*Your tasks*.
1. Output a passage from the MRI abstract word for word, starting with "For this, we" and going on through "are promising [1].".
2. Decide whether each statement below agrees with the MRI abstract. Answer yes or no for each, and quote the words from the abstract that decide it.
(a) The database covers 10 healthy subjects, five men and five women.
(b) The real-time MRI used had a time resolution of 50 ms.
(c) Contours were extracted from the probability maps with Dijkstra shortest path search.

[[ Text block, beginning ]]

MRI of the Vocal Tract and Articulators’ Automatic Delineation

Speaker: Karyna Isaieva

Date and place:November 5, 2020 at 10:30, VISIO-CONFERENCE

Abstract:

MRI is a very popular technology that enables fully non-invasive and non-ionizing investigation of the vocal tract. It has multiple applications including studies of healthy speech as well as some medical applications (pathological speech studies, swallowing, etc.). We acquired a database of 10 healthy subjects (5 men/5 women) with two different approaches: static 3D imaging of the vocal tract fixed in positions corresponding to different French phonemes and real-time 2D imaging of the mid-sagittal plane of the vocal tract during the speech. Real-time MRI is a relatively novel technology with very high time resolution (20 ms in our case). However, gain of time resolution leads to losses in quality: the images become quite smoothed. Also, due to the finite slice thickness, we can observe contours superposition, and fast motion creates some specific artifacts. That is why it is important to find a good segmentation approach to enable further exploitation of the articulators’ contours. In contrast to other similar works, we decided to segment not the articulators themselves, but their boundaries, since most of the articulators on MR images do not represent closed contours.
For this, we have chosen U-Net convolutional neural network with 1-plixel width contours as ground-truth segmentation maps. Predicted images are probability maps and need some post-processing. We used Dijkstra shortest path search to extract the contours from the probability maps. The approach was tested on 2 subjects with only the tongue segmentation and the results are promising [1].
The current work consists in applying these results to the acquired database of 10 subjects. To choose a small representable dataset from the whole bulk of images (10x16x2200 images), we used k-means clustering (n=100) applied to the images of each subject. We take the closest to the centroid images, so that our dataset consists of 100 images for each of 10 subjects. Also, we applied cropping and some data augmentation (rotations, scaling), which improved results of inter-subject prediction for the tongue. Further work will consist in delineation of other articulators and usage of other learning and/or post-processing algorithms. The results will be applied for creation of co-articulation models and for acoustical simulations. Medical aspects which can be extracted from the segmented images, will be also investigated in IADI laboratory.
[1] Isaieva, K. et al. Automatic Tongue Delineation from MRI Images with a Convolutional Neural Network Approach. Appl. Artif. Intell. 00 (2020) 1–9.

[[ Text block, end ]]
[[ Listed entries, beginning ]]

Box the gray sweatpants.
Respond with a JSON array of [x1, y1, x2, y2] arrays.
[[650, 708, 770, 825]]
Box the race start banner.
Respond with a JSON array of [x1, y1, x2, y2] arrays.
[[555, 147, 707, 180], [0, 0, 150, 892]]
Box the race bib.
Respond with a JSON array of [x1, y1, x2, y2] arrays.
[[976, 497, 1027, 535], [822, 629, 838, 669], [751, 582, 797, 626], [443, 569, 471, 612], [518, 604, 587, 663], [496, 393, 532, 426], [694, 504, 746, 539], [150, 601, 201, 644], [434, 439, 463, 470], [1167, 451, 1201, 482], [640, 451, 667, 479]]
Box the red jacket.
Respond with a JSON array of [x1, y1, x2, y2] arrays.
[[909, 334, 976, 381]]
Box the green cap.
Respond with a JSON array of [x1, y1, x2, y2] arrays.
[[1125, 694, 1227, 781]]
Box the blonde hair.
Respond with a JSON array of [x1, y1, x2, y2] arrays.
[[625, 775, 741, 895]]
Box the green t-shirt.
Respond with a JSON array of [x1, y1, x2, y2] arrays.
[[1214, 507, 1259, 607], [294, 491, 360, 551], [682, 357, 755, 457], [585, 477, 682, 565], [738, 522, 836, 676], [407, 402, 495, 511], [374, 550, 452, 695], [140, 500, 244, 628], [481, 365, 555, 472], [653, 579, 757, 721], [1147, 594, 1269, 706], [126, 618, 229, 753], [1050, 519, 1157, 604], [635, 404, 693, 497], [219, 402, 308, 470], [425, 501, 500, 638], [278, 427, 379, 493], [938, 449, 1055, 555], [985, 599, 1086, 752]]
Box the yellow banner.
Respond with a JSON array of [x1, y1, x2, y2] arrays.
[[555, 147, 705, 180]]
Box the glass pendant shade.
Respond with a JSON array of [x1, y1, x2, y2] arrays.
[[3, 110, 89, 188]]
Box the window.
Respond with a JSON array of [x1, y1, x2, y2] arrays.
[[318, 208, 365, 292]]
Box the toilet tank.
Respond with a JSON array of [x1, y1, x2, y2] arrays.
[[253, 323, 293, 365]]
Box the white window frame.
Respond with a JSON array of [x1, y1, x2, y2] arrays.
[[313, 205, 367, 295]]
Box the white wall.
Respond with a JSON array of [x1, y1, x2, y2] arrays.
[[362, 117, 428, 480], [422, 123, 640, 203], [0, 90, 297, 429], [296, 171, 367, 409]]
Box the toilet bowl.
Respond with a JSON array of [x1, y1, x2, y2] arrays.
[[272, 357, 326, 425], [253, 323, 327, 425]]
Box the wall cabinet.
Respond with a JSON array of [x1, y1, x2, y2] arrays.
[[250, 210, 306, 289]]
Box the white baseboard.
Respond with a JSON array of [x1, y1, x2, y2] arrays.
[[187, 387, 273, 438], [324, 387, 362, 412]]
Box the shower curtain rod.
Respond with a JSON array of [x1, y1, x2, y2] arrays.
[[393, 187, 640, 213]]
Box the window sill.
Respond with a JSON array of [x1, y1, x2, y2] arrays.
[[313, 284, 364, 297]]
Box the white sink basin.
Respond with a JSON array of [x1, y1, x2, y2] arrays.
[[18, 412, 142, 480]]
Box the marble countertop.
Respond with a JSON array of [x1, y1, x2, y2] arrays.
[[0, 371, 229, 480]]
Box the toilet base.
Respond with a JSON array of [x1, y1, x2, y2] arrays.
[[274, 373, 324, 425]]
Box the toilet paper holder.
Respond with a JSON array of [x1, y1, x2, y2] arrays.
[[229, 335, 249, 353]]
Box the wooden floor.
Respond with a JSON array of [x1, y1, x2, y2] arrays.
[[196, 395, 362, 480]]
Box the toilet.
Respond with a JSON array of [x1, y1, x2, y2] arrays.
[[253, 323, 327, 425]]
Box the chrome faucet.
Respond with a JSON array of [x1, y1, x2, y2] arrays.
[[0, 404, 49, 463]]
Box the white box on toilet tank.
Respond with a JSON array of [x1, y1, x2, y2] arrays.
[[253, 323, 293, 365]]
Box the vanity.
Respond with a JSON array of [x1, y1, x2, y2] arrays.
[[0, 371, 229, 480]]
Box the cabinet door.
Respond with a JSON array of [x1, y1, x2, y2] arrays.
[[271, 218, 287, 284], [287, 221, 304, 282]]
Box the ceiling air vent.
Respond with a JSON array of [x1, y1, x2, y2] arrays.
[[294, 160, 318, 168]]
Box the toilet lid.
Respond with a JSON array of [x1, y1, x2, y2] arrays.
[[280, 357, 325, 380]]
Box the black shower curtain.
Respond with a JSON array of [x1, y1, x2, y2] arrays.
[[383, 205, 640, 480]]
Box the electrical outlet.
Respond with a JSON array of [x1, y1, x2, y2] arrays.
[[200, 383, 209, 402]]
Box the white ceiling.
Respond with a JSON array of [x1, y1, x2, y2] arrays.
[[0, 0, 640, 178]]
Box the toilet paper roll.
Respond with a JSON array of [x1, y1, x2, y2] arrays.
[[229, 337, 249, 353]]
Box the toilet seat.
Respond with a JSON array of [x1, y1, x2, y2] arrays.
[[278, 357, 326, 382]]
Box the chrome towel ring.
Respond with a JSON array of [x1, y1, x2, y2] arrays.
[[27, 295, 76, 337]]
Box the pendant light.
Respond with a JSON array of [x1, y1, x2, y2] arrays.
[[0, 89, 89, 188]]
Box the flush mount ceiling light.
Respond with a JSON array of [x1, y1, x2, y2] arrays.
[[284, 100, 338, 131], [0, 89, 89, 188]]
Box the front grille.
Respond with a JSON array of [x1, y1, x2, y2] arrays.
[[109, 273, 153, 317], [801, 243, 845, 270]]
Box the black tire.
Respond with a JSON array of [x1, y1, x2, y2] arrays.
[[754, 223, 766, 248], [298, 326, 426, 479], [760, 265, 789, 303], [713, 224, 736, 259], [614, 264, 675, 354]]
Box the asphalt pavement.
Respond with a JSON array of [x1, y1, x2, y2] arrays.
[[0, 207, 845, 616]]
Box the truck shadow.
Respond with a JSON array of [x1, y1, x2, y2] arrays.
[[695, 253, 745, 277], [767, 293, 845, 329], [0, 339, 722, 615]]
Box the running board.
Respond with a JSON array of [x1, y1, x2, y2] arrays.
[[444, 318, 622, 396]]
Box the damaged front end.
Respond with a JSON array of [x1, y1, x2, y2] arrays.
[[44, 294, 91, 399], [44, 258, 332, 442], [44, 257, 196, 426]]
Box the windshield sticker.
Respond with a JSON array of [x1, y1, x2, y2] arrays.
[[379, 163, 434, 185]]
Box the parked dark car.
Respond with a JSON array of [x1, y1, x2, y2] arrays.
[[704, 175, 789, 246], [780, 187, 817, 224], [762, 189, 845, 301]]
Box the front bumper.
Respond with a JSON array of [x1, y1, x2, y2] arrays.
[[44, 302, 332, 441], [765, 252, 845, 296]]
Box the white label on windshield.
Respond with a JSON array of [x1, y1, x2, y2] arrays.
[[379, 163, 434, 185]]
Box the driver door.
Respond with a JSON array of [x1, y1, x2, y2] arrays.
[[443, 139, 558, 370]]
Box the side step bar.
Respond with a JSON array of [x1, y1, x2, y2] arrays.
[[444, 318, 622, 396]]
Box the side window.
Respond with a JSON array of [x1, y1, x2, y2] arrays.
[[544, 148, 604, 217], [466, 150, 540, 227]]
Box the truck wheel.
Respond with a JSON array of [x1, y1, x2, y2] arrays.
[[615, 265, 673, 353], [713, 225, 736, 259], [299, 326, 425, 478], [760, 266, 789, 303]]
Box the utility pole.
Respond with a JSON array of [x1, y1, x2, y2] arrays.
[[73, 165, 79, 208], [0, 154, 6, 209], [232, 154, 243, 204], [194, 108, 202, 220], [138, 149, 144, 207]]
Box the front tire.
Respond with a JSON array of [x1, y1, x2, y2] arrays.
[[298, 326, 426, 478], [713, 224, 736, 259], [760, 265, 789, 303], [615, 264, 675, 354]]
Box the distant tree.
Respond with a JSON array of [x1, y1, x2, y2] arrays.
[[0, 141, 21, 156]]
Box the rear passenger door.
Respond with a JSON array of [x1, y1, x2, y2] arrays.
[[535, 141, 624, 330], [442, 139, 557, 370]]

[[ Listed entries, end ]]
[[ Listed entries, beginning ]]

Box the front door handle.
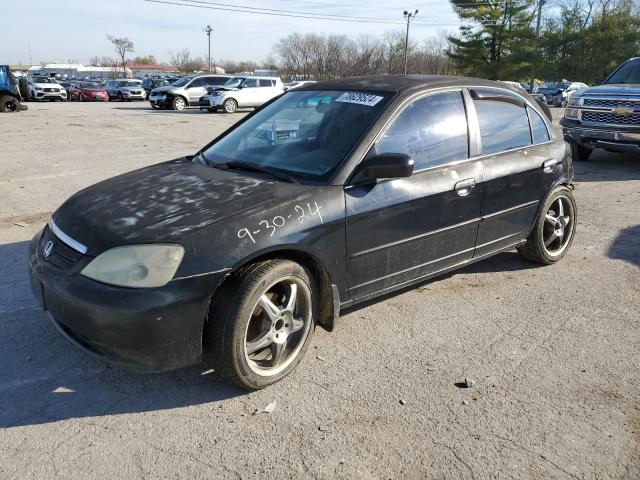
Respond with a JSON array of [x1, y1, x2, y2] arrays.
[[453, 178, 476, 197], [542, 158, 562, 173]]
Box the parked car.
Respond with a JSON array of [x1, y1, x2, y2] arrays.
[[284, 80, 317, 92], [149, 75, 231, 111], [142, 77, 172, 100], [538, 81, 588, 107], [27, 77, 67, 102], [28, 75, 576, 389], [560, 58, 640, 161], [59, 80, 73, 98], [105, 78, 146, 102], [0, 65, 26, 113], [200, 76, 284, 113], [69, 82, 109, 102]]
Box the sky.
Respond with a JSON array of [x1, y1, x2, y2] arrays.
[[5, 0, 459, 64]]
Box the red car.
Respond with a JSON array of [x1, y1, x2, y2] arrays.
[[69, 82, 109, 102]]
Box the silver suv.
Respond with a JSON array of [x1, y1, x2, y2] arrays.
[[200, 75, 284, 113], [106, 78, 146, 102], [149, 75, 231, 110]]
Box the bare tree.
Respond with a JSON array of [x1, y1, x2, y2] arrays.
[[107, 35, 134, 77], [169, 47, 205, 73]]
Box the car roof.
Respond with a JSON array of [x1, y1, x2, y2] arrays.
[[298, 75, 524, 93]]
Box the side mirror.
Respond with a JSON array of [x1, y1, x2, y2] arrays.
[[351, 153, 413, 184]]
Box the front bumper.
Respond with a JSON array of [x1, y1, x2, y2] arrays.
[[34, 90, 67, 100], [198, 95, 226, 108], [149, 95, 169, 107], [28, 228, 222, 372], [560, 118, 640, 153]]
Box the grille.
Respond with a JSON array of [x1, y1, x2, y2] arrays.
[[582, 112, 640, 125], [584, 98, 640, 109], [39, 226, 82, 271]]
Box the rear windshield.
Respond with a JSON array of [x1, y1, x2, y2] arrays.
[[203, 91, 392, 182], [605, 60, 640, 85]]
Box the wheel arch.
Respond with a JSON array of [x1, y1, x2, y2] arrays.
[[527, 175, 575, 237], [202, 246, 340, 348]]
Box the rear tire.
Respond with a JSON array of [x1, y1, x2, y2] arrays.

[[ Listed entries, end ]]
[[ Listed entries, beginning ]]

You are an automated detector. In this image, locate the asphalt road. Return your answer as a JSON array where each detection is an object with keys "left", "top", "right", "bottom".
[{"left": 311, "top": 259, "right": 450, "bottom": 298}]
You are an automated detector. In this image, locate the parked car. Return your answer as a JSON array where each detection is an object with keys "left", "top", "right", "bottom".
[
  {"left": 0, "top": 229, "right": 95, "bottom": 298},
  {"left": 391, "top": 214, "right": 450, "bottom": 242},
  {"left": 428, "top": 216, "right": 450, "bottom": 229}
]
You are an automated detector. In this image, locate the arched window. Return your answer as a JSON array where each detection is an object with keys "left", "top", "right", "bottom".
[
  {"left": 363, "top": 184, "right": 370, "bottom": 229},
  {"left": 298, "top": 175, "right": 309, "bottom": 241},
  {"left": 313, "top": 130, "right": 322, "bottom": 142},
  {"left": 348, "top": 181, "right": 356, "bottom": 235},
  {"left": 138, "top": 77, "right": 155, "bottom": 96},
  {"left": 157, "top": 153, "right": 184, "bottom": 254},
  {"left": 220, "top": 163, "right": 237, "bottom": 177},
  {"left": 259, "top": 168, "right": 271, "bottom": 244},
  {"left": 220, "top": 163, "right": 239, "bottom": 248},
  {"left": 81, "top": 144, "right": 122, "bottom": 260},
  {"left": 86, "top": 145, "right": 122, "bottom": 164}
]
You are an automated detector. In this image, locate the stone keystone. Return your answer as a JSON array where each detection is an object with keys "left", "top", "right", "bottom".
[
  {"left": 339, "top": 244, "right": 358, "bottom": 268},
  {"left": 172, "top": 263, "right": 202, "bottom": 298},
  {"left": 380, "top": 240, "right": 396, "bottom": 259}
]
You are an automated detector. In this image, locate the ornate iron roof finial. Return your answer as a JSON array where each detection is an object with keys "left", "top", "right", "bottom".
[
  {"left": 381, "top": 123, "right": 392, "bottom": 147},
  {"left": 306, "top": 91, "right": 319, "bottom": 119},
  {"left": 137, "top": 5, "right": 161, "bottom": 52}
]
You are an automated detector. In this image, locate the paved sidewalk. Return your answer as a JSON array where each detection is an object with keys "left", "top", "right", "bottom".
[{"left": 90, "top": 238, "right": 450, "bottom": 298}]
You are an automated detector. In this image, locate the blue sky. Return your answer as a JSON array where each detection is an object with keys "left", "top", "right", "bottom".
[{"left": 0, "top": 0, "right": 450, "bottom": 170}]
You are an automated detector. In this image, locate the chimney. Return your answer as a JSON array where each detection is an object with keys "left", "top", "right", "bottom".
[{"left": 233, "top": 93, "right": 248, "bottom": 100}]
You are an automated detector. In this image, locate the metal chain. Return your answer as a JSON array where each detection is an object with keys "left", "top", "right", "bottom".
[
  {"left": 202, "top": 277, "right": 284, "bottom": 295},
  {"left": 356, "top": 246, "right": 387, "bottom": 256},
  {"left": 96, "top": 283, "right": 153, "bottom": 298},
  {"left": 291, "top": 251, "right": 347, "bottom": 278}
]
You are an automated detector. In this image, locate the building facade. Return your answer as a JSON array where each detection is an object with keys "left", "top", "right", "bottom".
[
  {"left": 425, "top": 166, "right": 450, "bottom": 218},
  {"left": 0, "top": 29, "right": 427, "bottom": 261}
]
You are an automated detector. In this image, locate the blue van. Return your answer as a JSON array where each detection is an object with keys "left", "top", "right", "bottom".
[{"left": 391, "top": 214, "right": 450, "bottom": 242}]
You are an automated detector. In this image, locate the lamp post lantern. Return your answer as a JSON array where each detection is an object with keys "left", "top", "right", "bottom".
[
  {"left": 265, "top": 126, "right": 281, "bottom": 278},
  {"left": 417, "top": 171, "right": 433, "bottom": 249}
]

[[ Listed entries, end ]]

*Exercise solutions*.
1.
For this, we have chosen U-Net convolutional neural network with 1-plixel width contours as ground-truth segmentation maps. Predicted images are probability maps and need some post-processing. We used Dijkstra shortest path search to extract the contours from the probability maps. The approach was tested on 2 subjects with only the tongue segmentation and the results are promising [1].

2.
(a) Yes: "We acquired a database of 10 healthy subjects (5 men/5 women)"
(b) No: "very high time resolution (20 ms in our case)"
(c) Yes: "We used Dijkstra shortest path search to extract the contours from the probability maps."